CHALLENGE 1 → Please locate every line in the entries below that contains the string "beam" and copy each of those lines out in full. Matching is case-sensitive.

[Begin TEXT PROVIDED]

Integration with OpenTelemetry
Introduction
OpenTelemetry provides a unified framework for collecting and processing telemetry data from applications and infrastructure. When integrated with Grafana, it creates a powerful observability solution that helps developers monitor, troubleshoot, and optimize their applications. This guide will walk you through understanding OpenTelemetry and how to integrate it with your Grafana ecosystem.
What is OpenTelemetry?
OpenTelemetry (often abbreviated as OTel) is an open-source observability framework that provides a collection of tools, APIs, and SDKs for collecting three primary types of telemetry data:
- Traces: Detailed records of requests as they flow through distributed systems
- Metrics: Numerical measurements collected at regular intervals
- Logs: Time-stamped records of discrete events
Why Integrate OpenTelemetry with Grafana?

[End TEXT PROVIDED]

CHALLENGE 2 → Name every primary type of telemetry data that the OpenTelemetry guide above says the framework collects.

[Begin MATERIAL SHOWN]

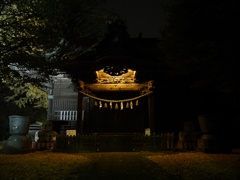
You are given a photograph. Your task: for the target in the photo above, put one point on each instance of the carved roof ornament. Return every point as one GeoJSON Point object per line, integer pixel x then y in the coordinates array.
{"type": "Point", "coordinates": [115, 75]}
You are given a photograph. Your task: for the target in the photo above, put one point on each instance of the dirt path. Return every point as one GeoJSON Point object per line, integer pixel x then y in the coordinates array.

[End MATERIAL SHOWN]
[Begin MATERIAL SHOWN]

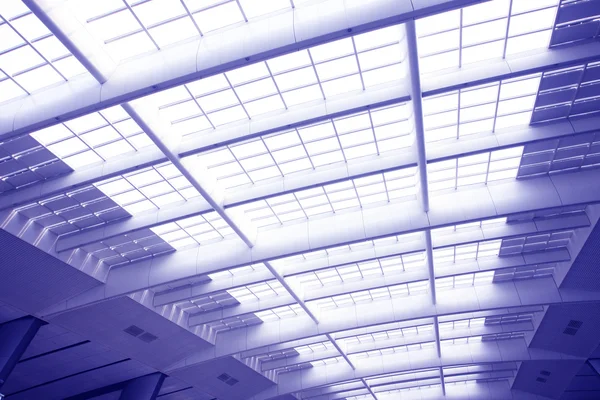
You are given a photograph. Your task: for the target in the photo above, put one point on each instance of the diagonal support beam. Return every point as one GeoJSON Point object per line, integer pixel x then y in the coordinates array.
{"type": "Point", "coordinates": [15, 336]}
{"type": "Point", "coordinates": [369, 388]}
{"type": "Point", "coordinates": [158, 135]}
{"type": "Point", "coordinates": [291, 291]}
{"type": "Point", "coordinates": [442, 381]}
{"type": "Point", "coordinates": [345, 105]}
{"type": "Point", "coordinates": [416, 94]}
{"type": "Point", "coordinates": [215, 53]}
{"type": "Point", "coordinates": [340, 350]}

[End MATERIAL SHOWN]
[Begin MATERIAL SHOWN]

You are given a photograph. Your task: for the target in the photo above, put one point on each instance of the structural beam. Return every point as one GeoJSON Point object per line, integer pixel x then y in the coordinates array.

[End MATERIAL SHOWN]

CORRECT RESULT 1 →
You are given a photograph. Your task: for the target in the photo above, put one point on each instance of the diagonal support beam. Return every point as one GeoJSON Point object per line, integer pixel x then y in the coordinates array.
You are given a photograph. Your task: for the target in the photo above, put one point on each instance of the structural beam. Return every point as one GeoJSON Point object per line, integer pixel x then y in the coordinates array.

CORRECT RESULT 2 →
Traces
Metrics
Logs